**** SUPPLIED ENTRIES

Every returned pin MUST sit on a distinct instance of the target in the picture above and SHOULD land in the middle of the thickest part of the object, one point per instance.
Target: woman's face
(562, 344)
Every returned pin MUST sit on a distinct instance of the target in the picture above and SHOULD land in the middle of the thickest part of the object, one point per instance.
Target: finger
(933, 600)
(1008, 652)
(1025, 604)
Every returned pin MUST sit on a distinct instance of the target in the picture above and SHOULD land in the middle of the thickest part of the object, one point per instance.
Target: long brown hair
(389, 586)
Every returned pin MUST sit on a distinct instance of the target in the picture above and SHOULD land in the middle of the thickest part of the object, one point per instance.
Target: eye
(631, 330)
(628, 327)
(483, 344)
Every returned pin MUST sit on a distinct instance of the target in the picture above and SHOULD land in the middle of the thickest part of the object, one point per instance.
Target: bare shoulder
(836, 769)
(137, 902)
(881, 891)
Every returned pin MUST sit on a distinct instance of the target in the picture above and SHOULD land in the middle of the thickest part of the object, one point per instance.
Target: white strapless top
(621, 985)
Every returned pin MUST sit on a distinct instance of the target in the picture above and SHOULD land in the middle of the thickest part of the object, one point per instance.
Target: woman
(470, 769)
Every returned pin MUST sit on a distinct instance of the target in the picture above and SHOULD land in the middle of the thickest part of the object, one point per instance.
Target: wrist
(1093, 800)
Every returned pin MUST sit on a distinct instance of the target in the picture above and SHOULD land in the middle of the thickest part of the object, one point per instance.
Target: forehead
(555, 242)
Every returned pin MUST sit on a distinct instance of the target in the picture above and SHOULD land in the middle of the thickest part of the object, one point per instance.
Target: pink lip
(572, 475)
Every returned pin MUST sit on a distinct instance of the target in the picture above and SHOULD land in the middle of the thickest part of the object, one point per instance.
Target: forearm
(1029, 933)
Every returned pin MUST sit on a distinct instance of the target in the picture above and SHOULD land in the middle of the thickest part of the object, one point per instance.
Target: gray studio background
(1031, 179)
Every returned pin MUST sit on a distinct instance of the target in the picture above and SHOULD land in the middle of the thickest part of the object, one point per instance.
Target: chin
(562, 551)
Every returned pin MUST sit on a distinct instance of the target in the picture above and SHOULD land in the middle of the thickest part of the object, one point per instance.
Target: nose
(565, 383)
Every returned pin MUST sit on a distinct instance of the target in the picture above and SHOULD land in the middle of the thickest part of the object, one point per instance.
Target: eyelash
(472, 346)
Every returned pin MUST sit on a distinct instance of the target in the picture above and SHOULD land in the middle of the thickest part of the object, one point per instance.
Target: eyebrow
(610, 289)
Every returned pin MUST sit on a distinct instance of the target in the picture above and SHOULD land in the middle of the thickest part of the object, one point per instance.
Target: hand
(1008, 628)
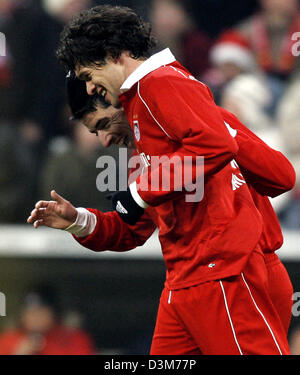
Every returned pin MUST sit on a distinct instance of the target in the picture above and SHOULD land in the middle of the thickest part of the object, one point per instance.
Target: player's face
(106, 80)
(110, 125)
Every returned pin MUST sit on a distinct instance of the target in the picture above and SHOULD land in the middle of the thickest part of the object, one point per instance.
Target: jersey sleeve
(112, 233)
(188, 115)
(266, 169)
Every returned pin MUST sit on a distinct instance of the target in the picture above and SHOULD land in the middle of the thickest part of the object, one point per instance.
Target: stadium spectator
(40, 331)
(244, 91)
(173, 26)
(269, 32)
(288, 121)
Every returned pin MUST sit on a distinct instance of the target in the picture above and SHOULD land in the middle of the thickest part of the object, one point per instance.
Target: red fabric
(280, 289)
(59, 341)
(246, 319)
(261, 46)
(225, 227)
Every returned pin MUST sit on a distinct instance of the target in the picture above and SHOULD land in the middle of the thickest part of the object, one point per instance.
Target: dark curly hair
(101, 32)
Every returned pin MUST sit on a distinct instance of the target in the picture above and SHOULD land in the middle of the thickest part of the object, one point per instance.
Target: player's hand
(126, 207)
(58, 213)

********

▶ _WHAT YOU HAVE TO DO_
Each line above is to be copied verbatim. Drop any image from the copy.

▶ _THE REPLY_
Every returned pin MUST sit on a distinct instance of the target in the picture above and SHOULD land in the middle of the thickest part of the object, one point per instance.
Target: woman's face
(562, 344)
Every returned pin MUST sit on a distinct instance of the target in the picture above and SHOULD land in the middle of the thickest part of the object, one point per instance.
Target: finger
(933, 600)
(1008, 652)
(1025, 604)
Every returned pin MUST sit on a distinct instance of the target in the picture above and SHOULD land in the middle of the thickest part of the object, one point per instance.
Target: long brown hair
(389, 586)
Every returned pin MUST sit on a distinct instance of the target in the picture above and SHOULD land in the middle of the thickest part of the object, one point per instance.
Target: eye
(631, 330)
(628, 327)
(483, 344)
Every returned pin MUST sit on a distinct instance of the target in the picture above and SHOULD land in the middle of the thickest part of the object, one point per instance.
Target: bare shoulder
(836, 769)
(137, 902)
(881, 891)
Every returned pin MUST sit on a distinct instance of the target in the picture above and SHOULD land in the middle of the thickest part of the object, one point per instance.
Target: white strapless top
(621, 985)
Every returned pin MUST sit on a distinct instance of the target in the picture above and SHOULD land in the middle of the thickest part of the object, one point per instance.
Target: woman
(470, 769)
Every returned pin MUST sit on a distinct instance of the target in the picture above and SHOULD land in the middle of the thickest part of the object, one point per instance.
Target: wrist
(1093, 800)
Every returned pin MUST sit on a distinct instance of the target in the picture above and SHOULD land in the middle of the thickest part of the object, one point per instance.
Target: forehead
(555, 242)
Every returned pin MUST sit on a distinct instance of the target in the picture above and SHOULD land in the middle of the thickest part of the object, one point per instance.
Target: pink lip
(572, 475)
Every returned pin MUST sit on a distinct instance of the target in the picture above and SHOULD land in the middle of the thickest part of the object, one point per instance.
Target: forearm
(1029, 933)
Every returned pin MUST sit on a distinct instance of the target in the picture above and SHOULD land in the middle of the thickest part of the object, one point per instance.
Target: gray studio background
(1031, 179)
Every returned pin MUST sit on a distinct instance of the target in the picture above and SHOULD land in the middle of the thickest part of the object, one point per instance.
Target: chin
(562, 551)
Every returned pin MUST sit on a distinct instance of the target in the picture above and SHOULD land in the middle of the thickest part of the object, one point per instance.
Target: nose
(565, 383)
Every returned pin MUST sit on a distinct instance of the target in the picture above and SHOULD land in the middle of the thickest part of the object, one point per instance.
Target: eyelash
(472, 346)
Every returned pin MUST sit on a distinct instance of the target in the picture above and SHOULD land in the middle of the thickest part of the object, one point per instance.
Target: eyebrow
(610, 289)
Every returned pin MUST sit on a distinct instance of the target in the picture above and SHOULD land in the middle of the thickest part of the object, one point per instance.
Target: hand
(1008, 628)
Every returned pin MUST sit on a distinct instance of the target in the picture above and SHOULD land in the middle of the thickest part of the object, one point per instance.
Target: player's face
(106, 80)
(110, 125)
Every returned pin MUST sit on a distinct instance of the target in the picture above and SHOULD land in the middle of the thickest part of the object, one point per instance.
Target: jersey sleeve
(112, 233)
(188, 115)
(266, 169)
Every returned pin MUST sit on a distinct instance of the target in the picture above and SHOULD land in the middle of the thickest part of the object, one point per instance.
Target: stadium spectator
(40, 331)
(244, 91)
(173, 26)
(269, 32)
(288, 121)
Every returned pin MUST sit on a distinct instance of the target in the picture above and SHOULD land in the middle of the thickest part of the object, one point per instance.
Target: red fabric
(280, 289)
(59, 341)
(246, 319)
(261, 46)
(225, 227)
Every returned pin MUST sit on a distinct instance of the target in the picture above and SHOULD land in the middle of the thickest part of the object, one point per instance.
Target: dark curly hair
(101, 32)
Every returned pin MUST sit on a distinct instance of the target in the picture above and SHOULD land in the middle of the thickest part of the object, one point per instance.
Target: player's hand
(126, 207)
(58, 213)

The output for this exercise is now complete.